# THE TASK
What you produce should match the records below precisely, except that images are removed.

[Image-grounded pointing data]
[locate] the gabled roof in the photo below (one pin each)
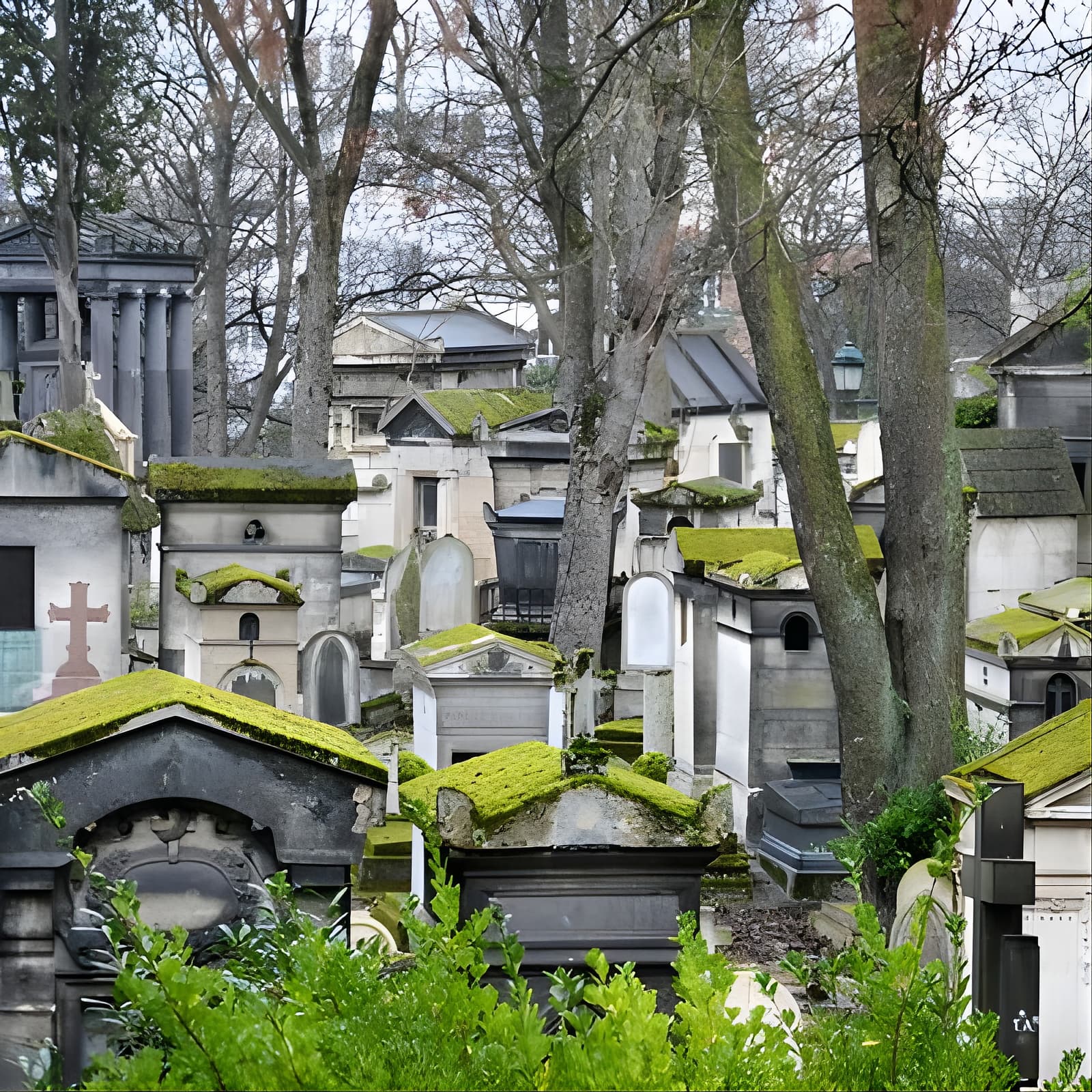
(758, 553)
(708, 373)
(505, 782)
(452, 644)
(1048, 756)
(1019, 472)
(1069, 599)
(218, 582)
(246, 480)
(87, 715)
(1026, 627)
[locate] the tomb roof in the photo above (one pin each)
(505, 782)
(246, 480)
(1026, 627)
(759, 551)
(218, 582)
(1048, 756)
(1073, 594)
(704, 493)
(460, 407)
(457, 642)
(85, 717)
(1019, 472)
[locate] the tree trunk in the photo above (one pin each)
(872, 715)
(925, 527)
(65, 259)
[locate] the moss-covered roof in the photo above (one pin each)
(1048, 756)
(79, 719)
(460, 407)
(462, 639)
(1024, 625)
(8, 436)
(382, 553)
(760, 551)
(1073, 594)
(504, 782)
(269, 480)
(218, 582)
(702, 493)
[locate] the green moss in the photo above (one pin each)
(76, 720)
(505, 782)
(139, 513)
(722, 547)
(1024, 625)
(218, 582)
(862, 487)
(459, 407)
(382, 553)
(1048, 756)
(278, 485)
(655, 764)
(51, 445)
(1074, 594)
(462, 639)
(412, 766)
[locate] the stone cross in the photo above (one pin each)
(76, 672)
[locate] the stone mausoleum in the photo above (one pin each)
(195, 794)
(136, 311)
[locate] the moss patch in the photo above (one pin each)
(459, 407)
(1024, 625)
(278, 485)
(723, 547)
(382, 553)
(76, 720)
(218, 582)
(505, 782)
(462, 639)
(1048, 756)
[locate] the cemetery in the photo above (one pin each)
(545, 547)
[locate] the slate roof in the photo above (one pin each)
(1019, 472)
(708, 373)
(87, 715)
(1048, 756)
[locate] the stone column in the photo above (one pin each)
(102, 347)
(156, 405)
(180, 375)
(130, 394)
(34, 319)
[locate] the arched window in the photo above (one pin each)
(796, 633)
(1061, 695)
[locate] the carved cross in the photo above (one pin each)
(76, 672)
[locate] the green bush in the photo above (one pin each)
(980, 411)
(287, 1006)
(411, 766)
(655, 766)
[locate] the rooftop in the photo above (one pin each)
(248, 480)
(1048, 756)
(218, 582)
(85, 717)
(762, 553)
(505, 782)
(461, 405)
(1019, 472)
(457, 642)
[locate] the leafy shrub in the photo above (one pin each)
(411, 766)
(980, 411)
(655, 766)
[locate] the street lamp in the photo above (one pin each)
(849, 365)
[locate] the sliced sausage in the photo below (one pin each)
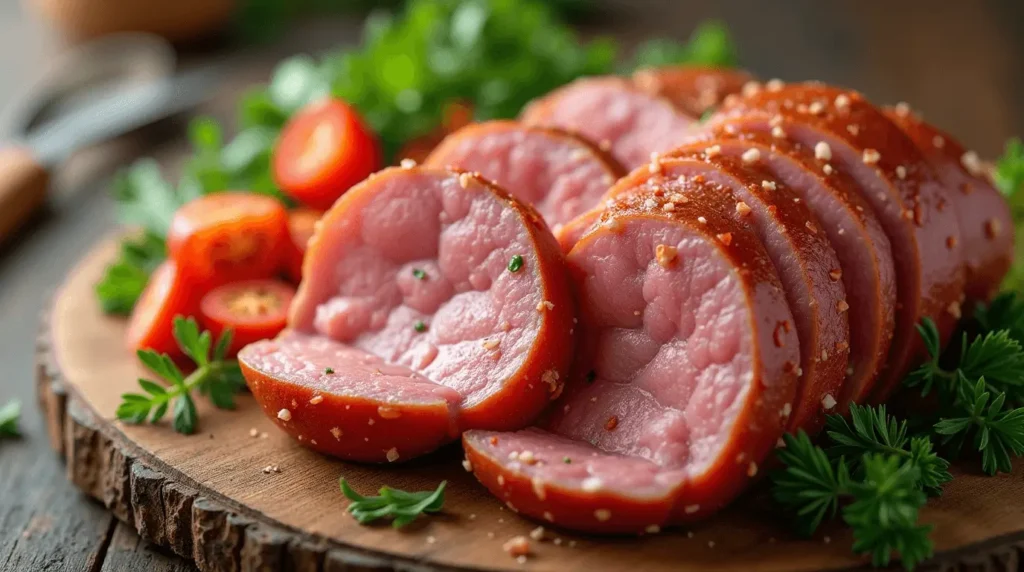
(804, 259)
(693, 89)
(985, 222)
(861, 246)
(896, 179)
(560, 174)
(685, 376)
(432, 302)
(615, 115)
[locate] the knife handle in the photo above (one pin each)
(23, 188)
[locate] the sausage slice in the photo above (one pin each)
(432, 302)
(686, 374)
(907, 198)
(693, 89)
(560, 174)
(985, 222)
(613, 114)
(860, 245)
(804, 259)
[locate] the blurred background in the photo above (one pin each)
(960, 63)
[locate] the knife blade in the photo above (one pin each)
(118, 112)
(25, 166)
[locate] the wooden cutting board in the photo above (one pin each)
(206, 496)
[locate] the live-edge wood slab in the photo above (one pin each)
(206, 496)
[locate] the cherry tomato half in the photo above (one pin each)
(323, 150)
(253, 309)
(228, 236)
(301, 224)
(168, 295)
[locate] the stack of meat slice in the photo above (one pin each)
(432, 302)
(758, 269)
(768, 269)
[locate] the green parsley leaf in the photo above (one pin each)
(217, 378)
(885, 510)
(10, 413)
(710, 45)
(402, 507)
(984, 421)
(1010, 168)
(871, 430)
(125, 279)
(809, 487)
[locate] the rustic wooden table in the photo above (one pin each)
(962, 63)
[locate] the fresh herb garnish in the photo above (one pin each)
(1009, 177)
(877, 473)
(871, 430)
(710, 45)
(402, 507)
(125, 279)
(488, 56)
(980, 400)
(882, 498)
(215, 377)
(10, 414)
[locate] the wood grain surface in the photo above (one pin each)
(960, 62)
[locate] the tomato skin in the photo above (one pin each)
(323, 150)
(253, 309)
(228, 236)
(168, 295)
(301, 225)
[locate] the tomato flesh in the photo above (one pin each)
(323, 150)
(228, 236)
(253, 309)
(301, 225)
(168, 295)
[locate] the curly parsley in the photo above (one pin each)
(217, 378)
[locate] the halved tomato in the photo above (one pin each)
(301, 224)
(323, 150)
(253, 309)
(169, 294)
(228, 236)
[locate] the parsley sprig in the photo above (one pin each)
(401, 507)
(981, 399)
(877, 472)
(217, 378)
(1009, 177)
(414, 63)
(10, 413)
(879, 476)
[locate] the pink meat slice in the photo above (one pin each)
(680, 390)
(441, 277)
(614, 114)
(804, 259)
(905, 194)
(560, 174)
(861, 246)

# RESULT OF THE TASK
[locate] the gabled roof in the photo below (one pin each)
(758, 553)
(708, 373)
(505, 782)
(452, 644)
(1048, 756)
(1019, 472)
(1069, 599)
(218, 582)
(246, 480)
(87, 715)
(1026, 627)
[locate] the tomb roof in the photo above (one pin each)
(505, 782)
(246, 480)
(1026, 627)
(759, 551)
(218, 582)
(1048, 756)
(1073, 594)
(704, 493)
(460, 407)
(457, 642)
(85, 717)
(1019, 472)
[locate] the tree trunk in the photo above (one pin each)
(872, 715)
(925, 527)
(65, 259)
[locate] the moss-covered roof in the photo above (one pin each)
(1048, 756)
(79, 719)
(460, 407)
(462, 639)
(1024, 625)
(8, 436)
(382, 553)
(760, 551)
(1073, 594)
(504, 782)
(269, 480)
(218, 582)
(702, 493)
[locate] the green moss in the photo above (one pin each)
(76, 720)
(505, 782)
(139, 513)
(722, 547)
(1024, 625)
(218, 582)
(862, 487)
(459, 407)
(382, 553)
(1048, 756)
(278, 485)
(655, 764)
(51, 445)
(1074, 594)
(462, 639)
(412, 766)
[locate] the stone cross in the photo above (one pin each)
(76, 672)
[locate] the stone mausoleum in the photo above (one pin each)
(195, 794)
(136, 311)
[locate] the moss patch in the photo above (one pin each)
(459, 407)
(1024, 625)
(278, 485)
(723, 547)
(382, 553)
(76, 720)
(218, 582)
(505, 782)
(462, 639)
(1048, 756)
[locate] the cemetery in the photo above (one pin each)
(545, 547)
[locate] the slate roof in the photo above (one pin each)
(1019, 472)
(708, 373)
(87, 715)
(1048, 756)
[locate] the stone column in the photo above (one pin each)
(102, 347)
(156, 405)
(180, 375)
(130, 394)
(34, 319)
[locate] the arched window in the photo above (one pin each)
(796, 633)
(1061, 695)
[locate] the carved cross in the photo above (one pin each)
(76, 672)
[locate] the green bush in the photo above (one pin each)
(980, 411)
(287, 1006)
(411, 766)
(655, 766)
[locate] the rooftop in the photo above (one pin each)
(248, 480)
(1048, 756)
(218, 582)
(85, 717)
(762, 553)
(505, 782)
(461, 405)
(1019, 472)
(457, 642)
[locate] the leafy shrub in the photo above (one pin each)
(411, 766)
(980, 411)
(655, 766)
[locate] the street lamp in the photo above (one pin each)
(849, 365)
[locate] the sliced sausage in the photo below (one pin each)
(804, 259)
(693, 89)
(985, 222)
(861, 246)
(896, 179)
(560, 174)
(685, 376)
(432, 302)
(615, 115)
[locate] the knife handle in the photo above (one pin each)
(23, 188)
[locate] the sausage slice in the photo above (one pin each)
(432, 302)
(686, 374)
(907, 198)
(693, 89)
(560, 174)
(985, 222)
(613, 114)
(860, 245)
(804, 259)
[locate] the blurred background in the photo above (one pin each)
(960, 63)
[locate] the knife blade in the photo above (one pin each)
(118, 112)
(25, 166)
[locate] the wooden cutting board in the photo above (one pin each)
(206, 496)
[locate] the live-edge wood slab in the photo above (one pin each)
(206, 496)
[locate] the cherry tomato half in the photo above (one pin each)
(323, 150)
(253, 309)
(228, 236)
(301, 224)
(168, 295)
[locate] the stack of meat slice in the photo above (one pin each)
(432, 302)
(758, 269)
(768, 269)
[locate] the green parsley leaf in the photo above (one pin each)
(217, 378)
(885, 510)
(10, 413)
(710, 45)
(402, 507)
(984, 421)
(1010, 168)
(871, 430)
(125, 279)
(809, 487)
[locate] the rustic wooden table in the photo above (one pin each)
(962, 63)
[locate] the fresh herb garnish in the photo above (one pin each)
(1009, 177)
(877, 473)
(871, 430)
(710, 45)
(402, 507)
(125, 279)
(488, 56)
(980, 400)
(882, 498)
(215, 377)
(10, 414)
[locate] the wood grain surface in the photo above (one pin each)
(960, 62)
[locate] the tomato skin in the photo above (one pin each)
(323, 150)
(253, 309)
(228, 236)
(168, 295)
(301, 225)
[locate] the tomato flesh in the photo above (one pin each)
(323, 150)
(228, 236)
(253, 309)
(301, 225)
(168, 295)
[locate] the curly parsley in the photo above (one pin each)
(217, 378)
[locate] the halved tomato in the photo above (one pin each)
(301, 224)
(323, 150)
(253, 309)
(169, 294)
(228, 236)
[locate] the parsley sprig in the photo above (one pin each)
(401, 507)
(981, 399)
(877, 472)
(217, 378)
(1009, 177)
(414, 63)
(10, 413)
(879, 476)
[locate] the pink meat slice in the photo above (one pin each)
(680, 390)
(441, 277)
(614, 114)
(804, 259)
(905, 194)
(560, 174)
(861, 246)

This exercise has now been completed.